*STATED TASK*
Update the entries below by replacing each "Marked points" with "Selected points", keeping everything else unchanged, and leave the pictures out of your answer.

*LISTING*
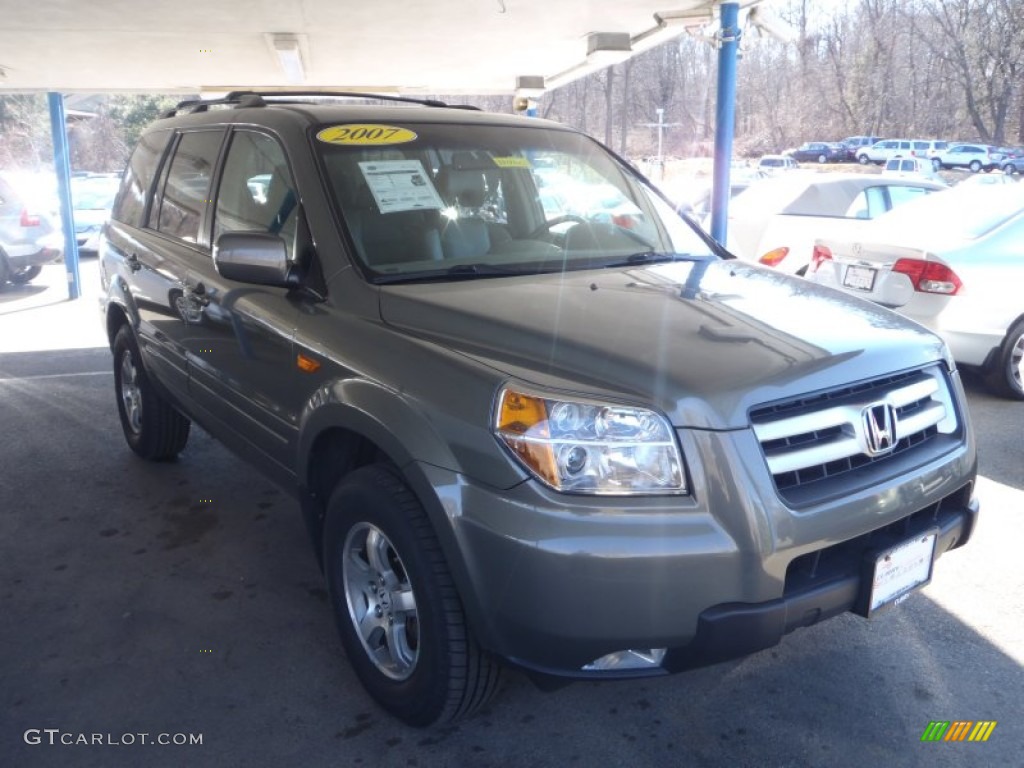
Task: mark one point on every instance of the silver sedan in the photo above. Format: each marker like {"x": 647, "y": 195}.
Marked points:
{"x": 952, "y": 261}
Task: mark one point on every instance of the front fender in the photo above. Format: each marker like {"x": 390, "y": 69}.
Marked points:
{"x": 377, "y": 414}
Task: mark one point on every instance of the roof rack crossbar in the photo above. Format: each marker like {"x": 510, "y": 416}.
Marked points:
{"x": 259, "y": 98}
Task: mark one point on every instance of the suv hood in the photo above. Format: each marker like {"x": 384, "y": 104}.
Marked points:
{"x": 704, "y": 341}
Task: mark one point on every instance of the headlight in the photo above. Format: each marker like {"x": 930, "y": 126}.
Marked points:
{"x": 590, "y": 448}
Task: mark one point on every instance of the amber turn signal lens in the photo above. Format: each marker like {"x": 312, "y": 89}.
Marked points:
{"x": 306, "y": 365}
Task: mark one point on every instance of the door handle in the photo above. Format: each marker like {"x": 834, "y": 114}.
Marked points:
{"x": 197, "y": 294}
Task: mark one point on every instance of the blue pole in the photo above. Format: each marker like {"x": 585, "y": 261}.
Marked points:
{"x": 725, "y": 119}
{"x": 61, "y": 167}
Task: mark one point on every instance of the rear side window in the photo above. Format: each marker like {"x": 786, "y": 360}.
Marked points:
{"x": 130, "y": 205}
{"x": 186, "y": 189}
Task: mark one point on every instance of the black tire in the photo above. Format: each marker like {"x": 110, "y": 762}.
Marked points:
{"x": 153, "y": 428}
{"x": 421, "y": 664}
{"x": 24, "y": 275}
{"x": 1006, "y": 378}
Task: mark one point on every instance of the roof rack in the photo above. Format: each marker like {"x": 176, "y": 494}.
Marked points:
{"x": 240, "y": 99}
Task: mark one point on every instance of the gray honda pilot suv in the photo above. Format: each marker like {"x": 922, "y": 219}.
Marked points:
{"x": 531, "y": 416}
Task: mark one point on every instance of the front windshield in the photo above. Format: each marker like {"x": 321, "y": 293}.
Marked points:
{"x": 446, "y": 201}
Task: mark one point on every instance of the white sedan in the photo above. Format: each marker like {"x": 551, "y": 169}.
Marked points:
{"x": 954, "y": 262}
{"x": 775, "y": 221}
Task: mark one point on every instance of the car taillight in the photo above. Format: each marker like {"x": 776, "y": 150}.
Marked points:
{"x": 819, "y": 255}
{"x": 773, "y": 257}
{"x": 929, "y": 276}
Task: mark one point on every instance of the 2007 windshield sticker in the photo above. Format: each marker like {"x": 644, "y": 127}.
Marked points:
{"x": 363, "y": 134}
{"x": 514, "y": 161}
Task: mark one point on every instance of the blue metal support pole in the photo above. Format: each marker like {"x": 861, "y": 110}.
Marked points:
{"x": 61, "y": 167}
{"x": 725, "y": 118}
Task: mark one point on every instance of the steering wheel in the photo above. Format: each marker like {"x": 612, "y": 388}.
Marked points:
{"x": 546, "y": 226}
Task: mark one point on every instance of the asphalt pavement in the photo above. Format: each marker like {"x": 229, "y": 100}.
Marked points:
{"x": 181, "y": 601}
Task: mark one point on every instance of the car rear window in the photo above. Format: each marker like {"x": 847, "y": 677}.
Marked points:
{"x": 957, "y": 214}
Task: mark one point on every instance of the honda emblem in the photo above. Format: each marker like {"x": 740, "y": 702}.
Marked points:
{"x": 879, "y": 421}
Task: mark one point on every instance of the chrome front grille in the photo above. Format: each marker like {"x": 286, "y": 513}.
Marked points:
{"x": 819, "y": 437}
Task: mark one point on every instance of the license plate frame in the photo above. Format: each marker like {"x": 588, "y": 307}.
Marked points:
{"x": 860, "y": 278}
{"x": 893, "y": 573}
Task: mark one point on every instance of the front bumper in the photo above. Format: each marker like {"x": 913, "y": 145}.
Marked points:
{"x": 553, "y": 583}
{"x": 735, "y": 630}
{"x": 22, "y": 258}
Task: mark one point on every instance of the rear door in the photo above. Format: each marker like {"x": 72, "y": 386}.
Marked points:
{"x": 154, "y": 227}
{"x": 243, "y": 369}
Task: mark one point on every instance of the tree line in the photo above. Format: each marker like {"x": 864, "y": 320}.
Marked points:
{"x": 921, "y": 69}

*TASK OUTPUT*
Task: mark one point on every instance of the silver sedan in the photo above. Format: each marker like {"x": 647, "y": 195}.
Selected points:
{"x": 952, "y": 261}
Task: mark one point on every instance of the front fender in the photo above. Format: each marker like {"x": 390, "y": 69}.
Selected points:
{"x": 377, "y": 414}
Task: mark one point on every instance of the roof rack crossbar in the photo above. Format: each marker like {"x": 510, "y": 416}.
Selected points:
{"x": 259, "y": 98}
Task: mark one point on every instance of the suv hood in the photo above. Format: each marker like {"x": 384, "y": 104}.
Selected points:
{"x": 704, "y": 341}
Task: mark one point on every instance of the headlight in the photo above. Format: each marker like {"x": 930, "y": 126}.
Selected points:
{"x": 590, "y": 448}
Task: mark one point on every instance of the amber turn signal lens in the photo above. Format: each marker like {"x": 312, "y": 89}.
Selected points:
{"x": 306, "y": 365}
Task: mark one point on every instance of the door handle in the photo above. Format: each marker like {"x": 834, "y": 114}.
Selected points:
{"x": 197, "y": 294}
Task: mark one point on every instance of the blue pole in the photo above. Format: each marker like {"x": 585, "y": 261}.
Selected points:
{"x": 725, "y": 119}
{"x": 61, "y": 167}
Task: mark one point on every instance of the rear side window in the photo above. Format: each marker like {"x": 786, "y": 360}.
Selected points:
{"x": 130, "y": 205}
{"x": 186, "y": 189}
Task: mark one point on every instance of the black tire in the photo above. Format: each marker like {"x": 110, "y": 762}.
Selected points:
{"x": 153, "y": 428}
{"x": 421, "y": 664}
{"x": 24, "y": 275}
{"x": 1006, "y": 378}
Task: mark one point on every instance of the roof rack in the photo above. Format: each marker like {"x": 176, "y": 494}.
Selected points:
{"x": 240, "y": 99}
Task: mark one point on every instance of the gray honda pilot suv in the photo above. Format: each marker like {"x": 922, "y": 219}.
Selected points:
{"x": 531, "y": 416}
Task: mark one point on every instance of the front windshield in the photo above. Format: each marker like {"x": 321, "y": 293}.
Selected points:
{"x": 446, "y": 201}
Task: mark one point on every instance of the white sedan in the photo above. Format: each marker like {"x": 551, "y": 169}.
Selected points:
{"x": 954, "y": 262}
{"x": 775, "y": 221}
Task: mark one point on every instance of the car taillight in the photo above. Format: each marker like {"x": 776, "y": 150}.
Selected points:
{"x": 819, "y": 255}
{"x": 773, "y": 257}
{"x": 929, "y": 276}
Task: mark one point on every instance of the 2007 windshield sticker in the photo above. Format: each marker like {"x": 644, "y": 127}.
Selected points:
{"x": 363, "y": 134}
{"x": 514, "y": 161}
Task: mark one point on every instance of the blue metal support pole in the photo above. Format: each marker like {"x": 861, "y": 110}.
Selected points:
{"x": 61, "y": 167}
{"x": 725, "y": 118}
Task: mark one point on every instance of the steering wheel in the photo above. Format: each marker like {"x": 612, "y": 388}.
Selected points:
{"x": 546, "y": 226}
Task: mark one point on every instance of the asphalt pavement in the photo above. Format: each marker like {"x": 229, "y": 100}.
Selected points:
{"x": 181, "y": 601}
Task: mark one point on every instance of the car rear window in the photo above. Format: each marker like {"x": 847, "y": 677}.
Selected points:
{"x": 957, "y": 214}
Task: mark one point on every instance of the honda emblem in the photo above. Format: each marker like {"x": 740, "y": 702}.
Selected points:
{"x": 879, "y": 421}
Task: mark one point on every instance of the chrome front grille in the photo above. Format: each marker like {"x": 286, "y": 513}.
Selected points:
{"x": 819, "y": 437}
Task: mark one point on every instance of the license plate frame in the photo above. Format: each marker like {"x": 588, "y": 307}.
Selected points:
{"x": 860, "y": 278}
{"x": 893, "y": 573}
Task: mark one point on every instance of the front bumper in the photo above. Format: each marker like {"x": 913, "y": 145}.
Selected points:
{"x": 553, "y": 583}
{"x": 735, "y": 630}
{"x": 22, "y": 258}
Task: mark one point on every instance of the rear door in the photo above. Format: each marker like {"x": 72, "y": 386}.
Selected points:
{"x": 154, "y": 227}
{"x": 243, "y": 369}
Task: mark one point on every instance of the tree line in the photo above. Format: each marker like {"x": 864, "y": 320}.
Selected points:
{"x": 921, "y": 69}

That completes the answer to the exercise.